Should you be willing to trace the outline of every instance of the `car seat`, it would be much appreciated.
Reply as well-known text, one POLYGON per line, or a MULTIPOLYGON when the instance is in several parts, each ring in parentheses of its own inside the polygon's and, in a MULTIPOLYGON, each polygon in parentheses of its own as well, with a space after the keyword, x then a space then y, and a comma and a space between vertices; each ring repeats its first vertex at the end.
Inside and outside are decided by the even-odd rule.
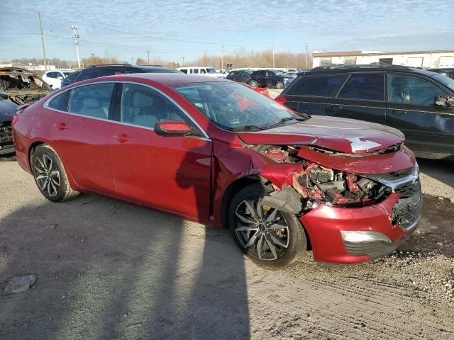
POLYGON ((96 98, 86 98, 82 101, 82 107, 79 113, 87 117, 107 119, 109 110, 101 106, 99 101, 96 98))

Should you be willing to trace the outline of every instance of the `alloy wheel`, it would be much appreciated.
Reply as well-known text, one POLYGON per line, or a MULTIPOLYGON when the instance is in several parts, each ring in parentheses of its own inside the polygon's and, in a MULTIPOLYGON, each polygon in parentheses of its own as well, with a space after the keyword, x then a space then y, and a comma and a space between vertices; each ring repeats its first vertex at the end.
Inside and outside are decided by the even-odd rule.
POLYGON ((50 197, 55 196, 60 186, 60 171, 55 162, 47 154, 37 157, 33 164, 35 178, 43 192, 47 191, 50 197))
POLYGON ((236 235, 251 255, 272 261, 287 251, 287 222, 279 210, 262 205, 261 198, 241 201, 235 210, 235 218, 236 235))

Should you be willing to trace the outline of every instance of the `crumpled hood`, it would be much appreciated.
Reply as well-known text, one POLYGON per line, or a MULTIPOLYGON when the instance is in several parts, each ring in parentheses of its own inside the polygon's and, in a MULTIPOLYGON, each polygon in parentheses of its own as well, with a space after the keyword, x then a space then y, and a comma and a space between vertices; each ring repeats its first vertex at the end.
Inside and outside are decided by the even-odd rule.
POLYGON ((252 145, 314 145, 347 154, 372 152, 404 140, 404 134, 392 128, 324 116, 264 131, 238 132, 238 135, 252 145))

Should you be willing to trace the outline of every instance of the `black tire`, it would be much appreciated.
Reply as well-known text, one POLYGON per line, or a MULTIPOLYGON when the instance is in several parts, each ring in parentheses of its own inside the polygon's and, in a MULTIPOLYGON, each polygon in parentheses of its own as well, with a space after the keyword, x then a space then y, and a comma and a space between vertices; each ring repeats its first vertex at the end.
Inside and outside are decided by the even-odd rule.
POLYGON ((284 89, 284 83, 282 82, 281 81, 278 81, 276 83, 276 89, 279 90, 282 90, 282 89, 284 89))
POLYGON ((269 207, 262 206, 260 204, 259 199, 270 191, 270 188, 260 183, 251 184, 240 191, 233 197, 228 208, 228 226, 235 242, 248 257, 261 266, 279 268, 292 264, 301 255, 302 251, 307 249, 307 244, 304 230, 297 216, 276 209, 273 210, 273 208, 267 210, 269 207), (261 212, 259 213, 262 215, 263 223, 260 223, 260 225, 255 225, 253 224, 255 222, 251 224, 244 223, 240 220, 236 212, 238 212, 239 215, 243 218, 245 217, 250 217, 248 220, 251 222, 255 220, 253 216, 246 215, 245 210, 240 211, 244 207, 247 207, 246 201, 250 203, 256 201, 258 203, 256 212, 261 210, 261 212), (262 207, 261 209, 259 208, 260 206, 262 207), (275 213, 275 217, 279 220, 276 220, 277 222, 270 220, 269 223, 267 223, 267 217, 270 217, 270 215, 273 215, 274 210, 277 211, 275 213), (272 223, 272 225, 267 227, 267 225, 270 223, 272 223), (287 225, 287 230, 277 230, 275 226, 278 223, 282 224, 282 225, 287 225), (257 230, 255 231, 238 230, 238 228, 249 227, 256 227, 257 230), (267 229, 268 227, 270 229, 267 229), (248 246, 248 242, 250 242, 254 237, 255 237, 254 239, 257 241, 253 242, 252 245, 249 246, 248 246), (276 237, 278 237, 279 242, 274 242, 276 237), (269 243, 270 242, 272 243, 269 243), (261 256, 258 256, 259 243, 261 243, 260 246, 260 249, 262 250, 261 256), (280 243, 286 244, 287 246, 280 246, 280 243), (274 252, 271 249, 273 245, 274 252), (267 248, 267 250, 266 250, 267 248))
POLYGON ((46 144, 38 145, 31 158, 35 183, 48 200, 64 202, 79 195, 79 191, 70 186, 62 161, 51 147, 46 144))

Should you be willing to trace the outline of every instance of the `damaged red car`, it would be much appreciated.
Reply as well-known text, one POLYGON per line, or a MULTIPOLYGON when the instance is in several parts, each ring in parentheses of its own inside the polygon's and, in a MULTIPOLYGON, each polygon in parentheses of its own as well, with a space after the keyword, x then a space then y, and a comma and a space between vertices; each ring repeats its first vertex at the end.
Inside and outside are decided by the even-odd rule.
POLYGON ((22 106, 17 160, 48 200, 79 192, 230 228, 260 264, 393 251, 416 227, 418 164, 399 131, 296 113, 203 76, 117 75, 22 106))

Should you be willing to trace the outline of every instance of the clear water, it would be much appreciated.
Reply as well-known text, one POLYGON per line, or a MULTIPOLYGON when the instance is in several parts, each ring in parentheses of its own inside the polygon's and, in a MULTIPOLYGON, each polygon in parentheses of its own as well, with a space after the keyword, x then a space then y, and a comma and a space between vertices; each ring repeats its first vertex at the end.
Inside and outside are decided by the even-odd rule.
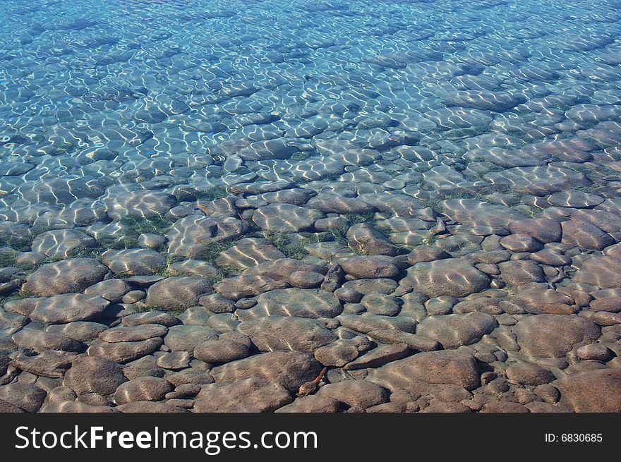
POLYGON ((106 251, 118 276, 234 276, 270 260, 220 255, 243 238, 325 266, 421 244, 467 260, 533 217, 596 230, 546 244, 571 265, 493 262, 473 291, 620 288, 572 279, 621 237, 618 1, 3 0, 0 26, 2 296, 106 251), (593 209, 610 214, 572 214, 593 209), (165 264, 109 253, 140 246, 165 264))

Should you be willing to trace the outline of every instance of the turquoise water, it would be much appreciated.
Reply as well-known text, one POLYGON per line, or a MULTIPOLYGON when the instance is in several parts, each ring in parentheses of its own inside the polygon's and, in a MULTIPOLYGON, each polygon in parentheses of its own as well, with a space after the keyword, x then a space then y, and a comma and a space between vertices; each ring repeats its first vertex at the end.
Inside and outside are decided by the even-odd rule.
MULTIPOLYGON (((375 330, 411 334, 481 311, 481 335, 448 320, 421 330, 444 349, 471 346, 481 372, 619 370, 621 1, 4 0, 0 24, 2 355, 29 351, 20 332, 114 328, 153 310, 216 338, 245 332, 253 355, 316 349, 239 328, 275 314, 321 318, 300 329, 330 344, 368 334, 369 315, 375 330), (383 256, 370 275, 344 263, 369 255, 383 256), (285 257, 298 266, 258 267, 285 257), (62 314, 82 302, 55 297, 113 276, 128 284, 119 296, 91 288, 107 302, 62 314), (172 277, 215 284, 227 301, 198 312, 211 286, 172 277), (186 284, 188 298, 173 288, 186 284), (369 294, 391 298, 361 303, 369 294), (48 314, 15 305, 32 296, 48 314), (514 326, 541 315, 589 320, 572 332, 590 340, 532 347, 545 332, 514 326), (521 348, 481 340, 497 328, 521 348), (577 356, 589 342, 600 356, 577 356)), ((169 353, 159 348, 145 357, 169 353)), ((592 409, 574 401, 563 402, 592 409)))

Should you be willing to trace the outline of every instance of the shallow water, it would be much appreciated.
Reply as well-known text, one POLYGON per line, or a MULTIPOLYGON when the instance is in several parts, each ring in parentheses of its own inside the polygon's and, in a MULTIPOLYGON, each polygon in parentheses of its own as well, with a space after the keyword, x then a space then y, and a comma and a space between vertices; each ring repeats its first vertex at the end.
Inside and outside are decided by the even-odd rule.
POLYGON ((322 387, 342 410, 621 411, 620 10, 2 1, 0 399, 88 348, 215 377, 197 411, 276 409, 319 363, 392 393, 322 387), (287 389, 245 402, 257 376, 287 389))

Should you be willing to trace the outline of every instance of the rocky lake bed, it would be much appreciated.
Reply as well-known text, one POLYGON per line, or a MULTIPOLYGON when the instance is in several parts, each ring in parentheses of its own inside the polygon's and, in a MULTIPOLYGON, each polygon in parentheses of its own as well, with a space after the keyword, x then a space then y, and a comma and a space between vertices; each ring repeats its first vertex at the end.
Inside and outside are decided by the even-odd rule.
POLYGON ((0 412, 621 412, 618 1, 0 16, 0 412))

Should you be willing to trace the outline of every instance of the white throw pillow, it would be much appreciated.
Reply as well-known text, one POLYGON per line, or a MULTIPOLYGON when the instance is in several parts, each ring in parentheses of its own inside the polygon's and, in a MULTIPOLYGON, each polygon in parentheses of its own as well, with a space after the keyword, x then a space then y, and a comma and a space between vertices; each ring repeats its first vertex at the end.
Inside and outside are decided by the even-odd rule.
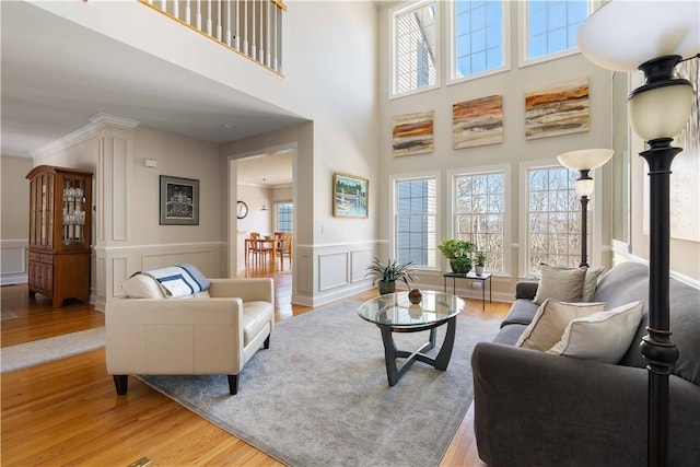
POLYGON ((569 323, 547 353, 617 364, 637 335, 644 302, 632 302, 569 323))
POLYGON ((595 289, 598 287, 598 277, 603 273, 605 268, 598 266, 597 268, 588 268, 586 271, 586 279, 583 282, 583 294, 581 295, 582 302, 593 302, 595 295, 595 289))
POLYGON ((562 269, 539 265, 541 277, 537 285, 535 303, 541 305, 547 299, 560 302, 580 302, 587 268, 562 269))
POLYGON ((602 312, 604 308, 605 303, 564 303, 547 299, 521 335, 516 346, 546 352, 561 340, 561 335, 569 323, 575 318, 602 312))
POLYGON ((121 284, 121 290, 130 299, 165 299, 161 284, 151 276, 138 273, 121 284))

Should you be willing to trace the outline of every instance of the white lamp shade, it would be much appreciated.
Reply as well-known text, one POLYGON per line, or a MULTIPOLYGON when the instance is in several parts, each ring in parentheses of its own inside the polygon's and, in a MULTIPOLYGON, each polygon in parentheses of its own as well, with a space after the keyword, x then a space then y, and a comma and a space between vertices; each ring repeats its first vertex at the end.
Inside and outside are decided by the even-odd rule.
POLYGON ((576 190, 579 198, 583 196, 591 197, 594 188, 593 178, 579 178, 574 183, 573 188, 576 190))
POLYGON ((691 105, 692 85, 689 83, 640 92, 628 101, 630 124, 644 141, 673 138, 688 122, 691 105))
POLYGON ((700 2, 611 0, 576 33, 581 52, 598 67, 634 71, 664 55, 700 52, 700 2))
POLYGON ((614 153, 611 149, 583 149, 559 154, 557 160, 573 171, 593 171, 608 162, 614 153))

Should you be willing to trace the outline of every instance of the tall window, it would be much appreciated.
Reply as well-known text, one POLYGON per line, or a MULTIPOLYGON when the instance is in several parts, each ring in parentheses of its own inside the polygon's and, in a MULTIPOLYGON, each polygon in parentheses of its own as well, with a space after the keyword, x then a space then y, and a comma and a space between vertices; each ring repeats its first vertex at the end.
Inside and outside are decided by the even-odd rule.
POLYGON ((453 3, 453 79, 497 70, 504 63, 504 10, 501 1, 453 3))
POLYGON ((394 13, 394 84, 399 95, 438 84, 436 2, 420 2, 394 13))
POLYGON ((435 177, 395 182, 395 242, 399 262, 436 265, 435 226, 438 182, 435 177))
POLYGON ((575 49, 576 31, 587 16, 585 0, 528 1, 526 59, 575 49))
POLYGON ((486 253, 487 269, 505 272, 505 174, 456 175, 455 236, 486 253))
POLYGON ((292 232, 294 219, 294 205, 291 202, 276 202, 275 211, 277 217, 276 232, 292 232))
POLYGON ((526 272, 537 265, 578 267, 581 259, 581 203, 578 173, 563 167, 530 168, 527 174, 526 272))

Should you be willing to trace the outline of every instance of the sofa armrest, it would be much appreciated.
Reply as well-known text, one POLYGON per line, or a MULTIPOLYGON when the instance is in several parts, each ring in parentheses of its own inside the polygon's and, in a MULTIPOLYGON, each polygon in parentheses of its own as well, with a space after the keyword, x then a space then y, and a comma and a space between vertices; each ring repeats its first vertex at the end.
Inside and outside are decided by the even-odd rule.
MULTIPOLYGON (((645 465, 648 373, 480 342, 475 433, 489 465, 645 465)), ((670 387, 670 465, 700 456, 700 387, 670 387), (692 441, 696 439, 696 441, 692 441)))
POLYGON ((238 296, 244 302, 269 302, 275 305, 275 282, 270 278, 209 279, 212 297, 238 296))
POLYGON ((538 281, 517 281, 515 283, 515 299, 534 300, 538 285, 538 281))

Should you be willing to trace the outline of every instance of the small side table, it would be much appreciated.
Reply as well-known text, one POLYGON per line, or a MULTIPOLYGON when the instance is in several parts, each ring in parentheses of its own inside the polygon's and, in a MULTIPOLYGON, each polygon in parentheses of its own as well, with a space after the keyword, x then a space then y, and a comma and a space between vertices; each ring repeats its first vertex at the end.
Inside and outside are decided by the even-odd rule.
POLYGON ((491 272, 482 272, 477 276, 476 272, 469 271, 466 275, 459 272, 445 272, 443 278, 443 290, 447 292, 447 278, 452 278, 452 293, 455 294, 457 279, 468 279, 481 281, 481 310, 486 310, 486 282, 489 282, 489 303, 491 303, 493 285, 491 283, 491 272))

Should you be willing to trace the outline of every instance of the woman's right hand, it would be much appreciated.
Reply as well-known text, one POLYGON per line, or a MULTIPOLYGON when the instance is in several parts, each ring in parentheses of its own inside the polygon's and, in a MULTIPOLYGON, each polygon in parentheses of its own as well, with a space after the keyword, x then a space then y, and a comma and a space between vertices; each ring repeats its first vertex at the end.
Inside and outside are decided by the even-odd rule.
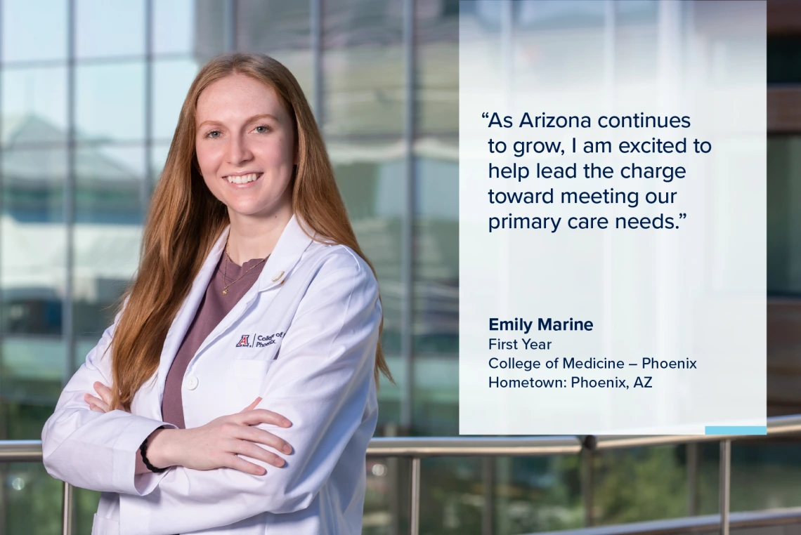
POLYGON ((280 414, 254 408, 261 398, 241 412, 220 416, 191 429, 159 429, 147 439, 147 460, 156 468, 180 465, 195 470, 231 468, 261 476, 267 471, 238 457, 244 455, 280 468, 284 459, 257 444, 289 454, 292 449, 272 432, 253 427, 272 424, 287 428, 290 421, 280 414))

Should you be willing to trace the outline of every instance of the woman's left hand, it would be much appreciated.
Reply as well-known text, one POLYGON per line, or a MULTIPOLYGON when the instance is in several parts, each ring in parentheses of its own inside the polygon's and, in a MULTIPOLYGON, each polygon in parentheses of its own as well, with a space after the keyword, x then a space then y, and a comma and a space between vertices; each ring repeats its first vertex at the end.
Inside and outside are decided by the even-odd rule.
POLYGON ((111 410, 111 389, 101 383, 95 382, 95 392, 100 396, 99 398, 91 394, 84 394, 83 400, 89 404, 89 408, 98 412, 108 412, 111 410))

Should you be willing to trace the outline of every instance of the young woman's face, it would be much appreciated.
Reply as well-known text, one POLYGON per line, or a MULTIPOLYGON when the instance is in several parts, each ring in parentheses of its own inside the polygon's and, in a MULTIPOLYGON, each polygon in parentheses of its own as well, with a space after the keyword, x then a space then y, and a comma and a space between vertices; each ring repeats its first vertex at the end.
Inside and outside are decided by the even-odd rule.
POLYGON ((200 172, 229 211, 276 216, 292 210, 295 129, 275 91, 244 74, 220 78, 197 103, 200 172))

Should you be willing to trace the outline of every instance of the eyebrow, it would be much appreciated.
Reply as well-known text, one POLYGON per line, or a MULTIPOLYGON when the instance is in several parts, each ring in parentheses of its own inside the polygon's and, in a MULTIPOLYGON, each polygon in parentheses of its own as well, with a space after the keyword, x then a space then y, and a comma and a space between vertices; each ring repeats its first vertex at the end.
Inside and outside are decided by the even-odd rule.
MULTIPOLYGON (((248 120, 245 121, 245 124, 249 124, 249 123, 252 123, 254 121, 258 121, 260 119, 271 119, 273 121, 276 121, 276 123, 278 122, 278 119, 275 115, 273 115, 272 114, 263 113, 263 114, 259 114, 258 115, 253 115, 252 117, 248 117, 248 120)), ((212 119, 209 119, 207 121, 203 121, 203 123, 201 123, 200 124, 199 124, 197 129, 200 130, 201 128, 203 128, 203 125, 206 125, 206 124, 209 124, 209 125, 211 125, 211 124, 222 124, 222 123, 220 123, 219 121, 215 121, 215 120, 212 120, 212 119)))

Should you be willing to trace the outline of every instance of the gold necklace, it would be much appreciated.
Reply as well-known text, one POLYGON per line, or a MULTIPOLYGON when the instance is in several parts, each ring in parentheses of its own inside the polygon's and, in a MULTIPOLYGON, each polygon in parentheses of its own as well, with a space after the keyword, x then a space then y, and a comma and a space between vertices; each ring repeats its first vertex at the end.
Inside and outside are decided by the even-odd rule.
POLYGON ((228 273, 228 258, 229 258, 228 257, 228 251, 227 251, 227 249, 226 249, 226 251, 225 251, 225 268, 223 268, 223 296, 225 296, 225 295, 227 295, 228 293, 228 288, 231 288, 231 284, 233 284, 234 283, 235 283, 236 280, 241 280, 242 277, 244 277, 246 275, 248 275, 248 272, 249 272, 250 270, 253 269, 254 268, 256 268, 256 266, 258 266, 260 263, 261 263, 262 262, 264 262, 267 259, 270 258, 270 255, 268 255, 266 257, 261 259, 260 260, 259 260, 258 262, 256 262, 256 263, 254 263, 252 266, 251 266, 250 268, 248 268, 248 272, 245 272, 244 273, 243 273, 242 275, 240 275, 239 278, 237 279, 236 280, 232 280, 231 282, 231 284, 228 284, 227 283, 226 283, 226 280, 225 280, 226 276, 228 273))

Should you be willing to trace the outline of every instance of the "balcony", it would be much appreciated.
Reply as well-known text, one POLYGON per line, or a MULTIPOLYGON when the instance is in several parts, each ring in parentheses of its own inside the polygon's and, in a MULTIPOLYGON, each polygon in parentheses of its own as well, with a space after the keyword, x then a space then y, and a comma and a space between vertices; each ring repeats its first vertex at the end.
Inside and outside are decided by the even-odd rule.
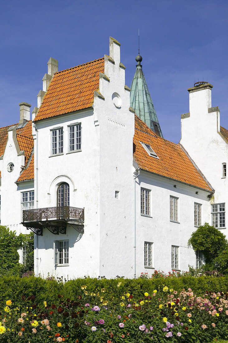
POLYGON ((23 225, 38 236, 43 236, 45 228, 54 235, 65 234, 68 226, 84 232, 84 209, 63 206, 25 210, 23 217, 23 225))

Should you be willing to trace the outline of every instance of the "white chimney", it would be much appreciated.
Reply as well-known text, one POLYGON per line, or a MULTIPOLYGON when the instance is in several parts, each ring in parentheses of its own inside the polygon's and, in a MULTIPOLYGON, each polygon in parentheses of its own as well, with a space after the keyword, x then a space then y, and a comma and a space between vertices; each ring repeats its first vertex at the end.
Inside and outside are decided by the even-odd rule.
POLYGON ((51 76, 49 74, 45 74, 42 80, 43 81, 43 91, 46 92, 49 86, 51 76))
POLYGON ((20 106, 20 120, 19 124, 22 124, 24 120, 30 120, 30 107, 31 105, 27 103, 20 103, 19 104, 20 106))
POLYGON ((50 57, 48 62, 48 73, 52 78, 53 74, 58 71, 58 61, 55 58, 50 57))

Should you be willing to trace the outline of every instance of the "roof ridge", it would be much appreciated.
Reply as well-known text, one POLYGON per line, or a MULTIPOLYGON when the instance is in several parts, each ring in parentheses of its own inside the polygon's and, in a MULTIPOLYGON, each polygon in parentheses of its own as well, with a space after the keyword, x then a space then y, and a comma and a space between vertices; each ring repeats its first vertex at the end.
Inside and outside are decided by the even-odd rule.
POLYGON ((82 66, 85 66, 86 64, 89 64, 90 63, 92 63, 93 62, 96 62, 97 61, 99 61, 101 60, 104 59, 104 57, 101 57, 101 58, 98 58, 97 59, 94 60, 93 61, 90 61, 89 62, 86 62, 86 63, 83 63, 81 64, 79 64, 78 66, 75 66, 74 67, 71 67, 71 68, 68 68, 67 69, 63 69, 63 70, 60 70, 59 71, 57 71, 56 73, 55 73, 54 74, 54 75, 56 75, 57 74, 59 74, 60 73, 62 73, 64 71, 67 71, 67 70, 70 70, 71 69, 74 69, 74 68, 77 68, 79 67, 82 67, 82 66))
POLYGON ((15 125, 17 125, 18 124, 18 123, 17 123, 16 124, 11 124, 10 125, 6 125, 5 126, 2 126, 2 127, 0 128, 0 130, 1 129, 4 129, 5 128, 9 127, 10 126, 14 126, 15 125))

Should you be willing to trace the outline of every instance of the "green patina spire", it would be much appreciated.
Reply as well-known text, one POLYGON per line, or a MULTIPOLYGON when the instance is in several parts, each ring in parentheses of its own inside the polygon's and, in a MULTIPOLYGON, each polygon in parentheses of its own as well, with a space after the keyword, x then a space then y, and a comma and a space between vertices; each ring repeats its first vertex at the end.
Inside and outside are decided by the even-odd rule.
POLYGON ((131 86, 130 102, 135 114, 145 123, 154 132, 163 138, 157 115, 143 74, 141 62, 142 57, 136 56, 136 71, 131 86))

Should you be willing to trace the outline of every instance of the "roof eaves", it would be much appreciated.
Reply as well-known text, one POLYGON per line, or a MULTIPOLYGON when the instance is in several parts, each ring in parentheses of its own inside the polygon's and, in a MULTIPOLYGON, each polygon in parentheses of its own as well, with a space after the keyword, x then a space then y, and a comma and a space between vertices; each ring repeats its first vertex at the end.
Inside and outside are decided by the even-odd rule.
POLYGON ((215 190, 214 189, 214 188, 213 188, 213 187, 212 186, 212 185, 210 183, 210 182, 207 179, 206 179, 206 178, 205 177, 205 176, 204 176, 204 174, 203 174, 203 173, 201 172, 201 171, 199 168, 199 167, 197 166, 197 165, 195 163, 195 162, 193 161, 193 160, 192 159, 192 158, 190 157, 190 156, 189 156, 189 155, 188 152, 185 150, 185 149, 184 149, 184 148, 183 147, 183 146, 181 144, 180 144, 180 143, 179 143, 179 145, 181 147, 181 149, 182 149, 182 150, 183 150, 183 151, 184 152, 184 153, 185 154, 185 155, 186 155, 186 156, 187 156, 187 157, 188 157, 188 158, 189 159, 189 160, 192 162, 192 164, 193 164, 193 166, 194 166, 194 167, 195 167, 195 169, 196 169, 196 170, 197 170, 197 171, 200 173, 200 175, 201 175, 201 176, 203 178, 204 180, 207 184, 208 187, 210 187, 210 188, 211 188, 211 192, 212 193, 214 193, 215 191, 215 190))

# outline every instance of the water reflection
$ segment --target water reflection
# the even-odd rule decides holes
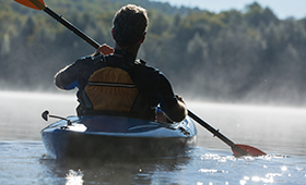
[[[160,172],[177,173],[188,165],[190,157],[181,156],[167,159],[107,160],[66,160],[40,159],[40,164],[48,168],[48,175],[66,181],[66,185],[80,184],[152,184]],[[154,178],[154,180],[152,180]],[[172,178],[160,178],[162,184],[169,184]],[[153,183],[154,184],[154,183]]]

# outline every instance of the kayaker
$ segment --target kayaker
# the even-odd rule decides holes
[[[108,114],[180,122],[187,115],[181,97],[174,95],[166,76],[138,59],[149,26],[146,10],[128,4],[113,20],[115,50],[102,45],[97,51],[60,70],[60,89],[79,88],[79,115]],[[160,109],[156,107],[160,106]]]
━━━━━━
## Set task:
Please update the records from their start through the line containing "POLYGON ((96 98, 86" by replacing "car seat" with "child seat" and leaving everything else as it is. Omit the pictures from your answer.

## Exercise solution:
Should you be willing to trace the outline of every instance of the `child seat`, it would be much appreciated.
Reply as well-known text, one POLYGON per line, or a MULTIPOLYGON when the instance is in several parts, each ring in parentheses of its own inside the polygon's and, in a MULTIPOLYGON, each polygon in parentheses of its own as well, with a space after the keyword, x then a space then y, and a comma and a space between vertices; each ring repeats its first vertex at the end.
Inside and outside are decided by the even-odd rule.
POLYGON ((96 98, 86 98, 82 101, 82 107, 79 113, 87 117, 107 119, 109 110, 101 106, 99 101, 96 98))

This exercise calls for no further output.